───── PASSAGE GIVEN

| CPC G10L 15/063 (2013.01) [G09B 21/00 (2013.01); G10L 15/01 (2013.01); G10L 15/1822 (2013.01); G10L 15/22 (2013.01); G10L 15/30 (2013.01); G10L 25/18 (2013.01); G10L 25/84 (2013.01); G10L 2025/783 (2013.01)] | 12 Claims |

|
1. A method for creating accessibility of any website or application for people with sight, hearing or speech disabilities, the method comprising:
receiving, by a server, input of the website or the application to be accessed and an indicator as to specific disabilities a user of a device sending the input;
parsing, by the server, html elements from the input;
scoring, by the server, the website or the application for its accessibility based on the specific disabilities of the user;
for a score that is below a threshold, determining, by the server, an alternative form for the input of the website or the application based on the specific disabilities of the user and a corresponding machine learning model of a plurality of machine learning models;
adding, by the server, functionality to the input of the website or the application that enables the alternative form for the input on the website or the application;
outputting, by the server, to the device of the user the input of the website or the application with the added functionality; and
determining, by the server, a revised score for the website or the application for its accessibility based on the specific disabilities of the user and the alternative form for the input;
and if the revised score is below the threshold, continue to train the corresponding machine learning model,
wherein determining the alternative form for the input further comprises converting audio to text, video to text, sign language to text, image to text, or any combination thereof; and
wherein converting audio to text comprises:
i) collecting, by the processor, a predetermined duration of audio data having noise below a threshold and a transcript of the audio data;
ii) processing, by the processor, the audio data such that it is in a labeled format;
iii) training, by the processor, one model of the plurality of models with the audio data, wherein the one model is a baseline model;
iv) evaluating, by the processor, the trained one model using a word error rate metric;
v) if the word error rate metric is below a threshold, obtaining a new predetermine duration of audio data having noise below a threshold and a transcript of the audio data and proceeding back to step ii); vi) if the word error rate metric is at or above the threshold, set the model as the model to use for audio to text; and
vii) for any input that is audio, translate the input from audio to text using the model.
|

──────────
───── DATA EXTRACT

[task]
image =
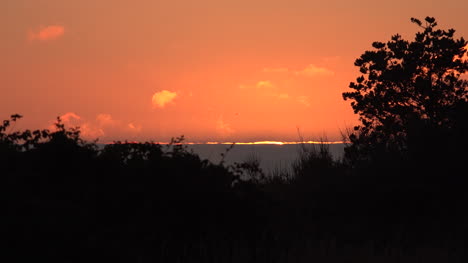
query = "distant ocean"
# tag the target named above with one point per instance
(271, 157)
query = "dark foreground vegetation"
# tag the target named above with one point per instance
(399, 195)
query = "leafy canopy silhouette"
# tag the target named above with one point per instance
(404, 82)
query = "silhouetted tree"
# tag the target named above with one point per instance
(407, 88)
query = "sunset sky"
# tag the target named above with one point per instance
(212, 70)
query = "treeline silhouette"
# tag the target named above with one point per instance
(399, 194)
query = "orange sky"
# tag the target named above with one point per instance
(232, 70)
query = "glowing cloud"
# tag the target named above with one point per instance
(312, 71)
(161, 98)
(223, 128)
(304, 100)
(276, 70)
(47, 33)
(264, 84)
(104, 119)
(67, 117)
(134, 128)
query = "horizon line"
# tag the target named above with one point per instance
(279, 143)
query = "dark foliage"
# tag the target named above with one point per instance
(408, 89)
(399, 196)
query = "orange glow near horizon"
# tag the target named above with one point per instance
(249, 71)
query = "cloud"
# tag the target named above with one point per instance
(264, 84)
(276, 70)
(133, 127)
(104, 119)
(103, 125)
(304, 100)
(313, 70)
(310, 71)
(161, 98)
(223, 128)
(47, 33)
(67, 117)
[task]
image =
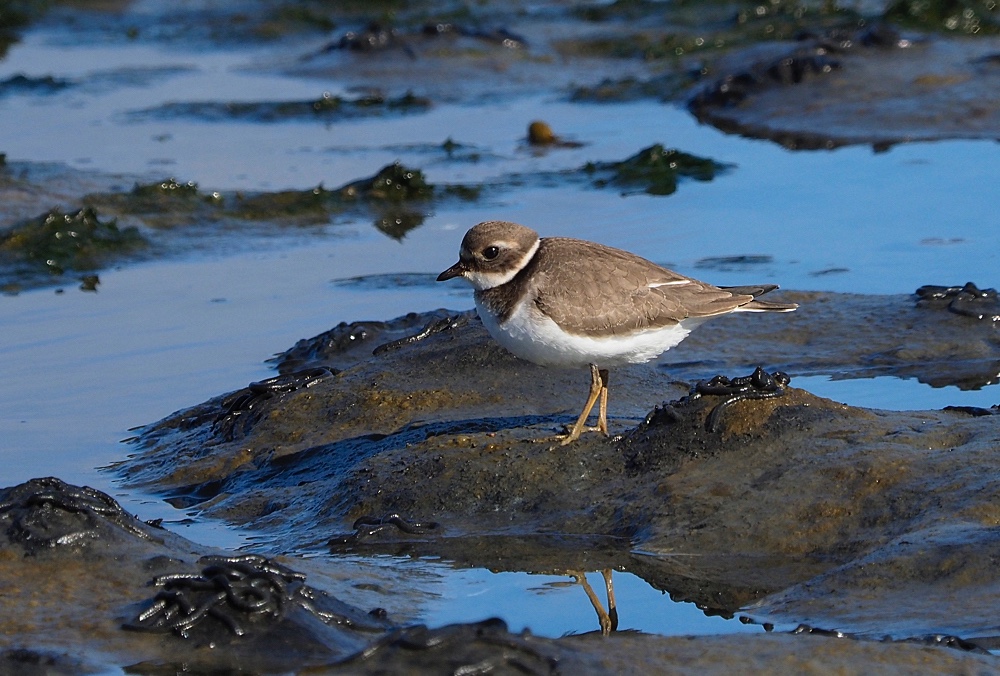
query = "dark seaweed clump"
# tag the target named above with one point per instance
(58, 241)
(655, 170)
(980, 17)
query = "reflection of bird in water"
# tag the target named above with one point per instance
(607, 618)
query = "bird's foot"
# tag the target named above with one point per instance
(569, 436)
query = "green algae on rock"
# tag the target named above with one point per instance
(978, 17)
(655, 170)
(392, 183)
(57, 241)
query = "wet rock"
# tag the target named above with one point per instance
(328, 108)
(76, 567)
(655, 170)
(746, 490)
(853, 336)
(968, 300)
(540, 134)
(57, 241)
(88, 595)
(819, 94)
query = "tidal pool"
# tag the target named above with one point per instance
(79, 369)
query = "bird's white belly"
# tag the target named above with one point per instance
(531, 335)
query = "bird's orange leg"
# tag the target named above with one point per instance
(598, 389)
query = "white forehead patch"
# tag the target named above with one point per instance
(481, 280)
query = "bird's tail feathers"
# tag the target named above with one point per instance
(759, 305)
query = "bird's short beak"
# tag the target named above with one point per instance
(456, 270)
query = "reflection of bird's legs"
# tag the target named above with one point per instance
(612, 605)
(598, 388)
(608, 622)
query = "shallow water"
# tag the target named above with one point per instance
(80, 369)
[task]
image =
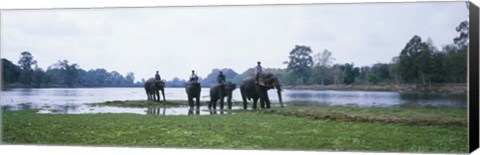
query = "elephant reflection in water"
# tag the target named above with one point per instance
(156, 111)
(249, 89)
(214, 112)
(190, 111)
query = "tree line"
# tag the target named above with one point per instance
(61, 74)
(419, 62)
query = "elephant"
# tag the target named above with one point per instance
(251, 90)
(193, 90)
(219, 92)
(152, 89)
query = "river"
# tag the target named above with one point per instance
(72, 100)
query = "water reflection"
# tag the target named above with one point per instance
(72, 100)
(190, 111)
(156, 111)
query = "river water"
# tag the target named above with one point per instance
(72, 100)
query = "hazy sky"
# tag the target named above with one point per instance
(175, 40)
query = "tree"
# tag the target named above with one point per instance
(26, 62)
(338, 73)
(300, 62)
(462, 40)
(129, 78)
(321, 70)
(407, 68)
(351, 73)
(10, 72)
(68, 72)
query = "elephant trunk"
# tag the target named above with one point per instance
(279, 92)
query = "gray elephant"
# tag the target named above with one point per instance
(193, 90)
(251, 90)
(219, 92)
(152, 89)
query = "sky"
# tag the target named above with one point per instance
(176, 40)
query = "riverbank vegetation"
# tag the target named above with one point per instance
(322, 128)
(419, 63)
(152, 104)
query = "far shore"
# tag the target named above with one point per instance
(457, 88)
(460, 88)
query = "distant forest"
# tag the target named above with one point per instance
(419, 62)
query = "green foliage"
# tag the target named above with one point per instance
(60, 74)
(300, 62)
(350, 73)
(10, 72)
(211, 78)
(242, 130)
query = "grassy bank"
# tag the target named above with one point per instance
(275, 129)
(152, 104)
(433, 88)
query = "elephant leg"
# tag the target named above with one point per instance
(198, 102)
(163, 94)
(214, 104)
(157, 94)
(262, 103)
(254, 106)
(229, 101)
(267, 101)
(210, 104)
(190, 101)
(221, 103)
(244, 99)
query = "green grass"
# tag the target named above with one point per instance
(405, 115)
(152, 104)
(259, 129)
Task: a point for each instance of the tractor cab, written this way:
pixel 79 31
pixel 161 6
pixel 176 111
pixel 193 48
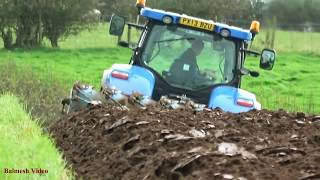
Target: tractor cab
pixel 183 55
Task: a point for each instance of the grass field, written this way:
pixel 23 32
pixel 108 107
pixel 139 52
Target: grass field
pixel 23 145
pixel 292 84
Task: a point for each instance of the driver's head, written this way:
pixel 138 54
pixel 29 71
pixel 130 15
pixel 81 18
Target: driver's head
pixel 197 46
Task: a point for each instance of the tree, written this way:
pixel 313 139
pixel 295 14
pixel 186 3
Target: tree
pixel 32 20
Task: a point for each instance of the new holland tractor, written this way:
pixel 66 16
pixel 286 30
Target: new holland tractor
pixel 179 60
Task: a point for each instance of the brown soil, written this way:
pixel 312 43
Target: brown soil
pixel 108 143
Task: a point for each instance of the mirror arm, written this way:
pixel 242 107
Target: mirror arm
pixel 245 71
pixel 255 53
pixel 138 26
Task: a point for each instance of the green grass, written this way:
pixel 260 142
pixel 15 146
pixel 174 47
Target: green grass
pixel 24 145
pixel 292 41
pixel 291 85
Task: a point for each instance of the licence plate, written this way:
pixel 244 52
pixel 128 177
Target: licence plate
pixel 197 23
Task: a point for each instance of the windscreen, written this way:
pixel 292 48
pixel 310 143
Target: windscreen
pixel 188 58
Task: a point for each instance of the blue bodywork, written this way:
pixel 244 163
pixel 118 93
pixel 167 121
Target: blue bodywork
pixel 140 80
pixel 225 97
pixel 236 32
pixel 143 81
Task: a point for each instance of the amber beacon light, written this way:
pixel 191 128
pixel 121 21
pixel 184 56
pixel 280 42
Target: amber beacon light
pixel 141 3
pixel 255 27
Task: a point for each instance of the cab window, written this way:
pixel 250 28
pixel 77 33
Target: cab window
pixel 188 58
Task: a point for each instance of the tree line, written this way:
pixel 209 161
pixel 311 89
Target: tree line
pixel 25 23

──────────

In the patent claim above, what metric is used to evaluate the trained baseline model when converting audio to text?

* [RESPONSE BELOW]:
A word error rate metric.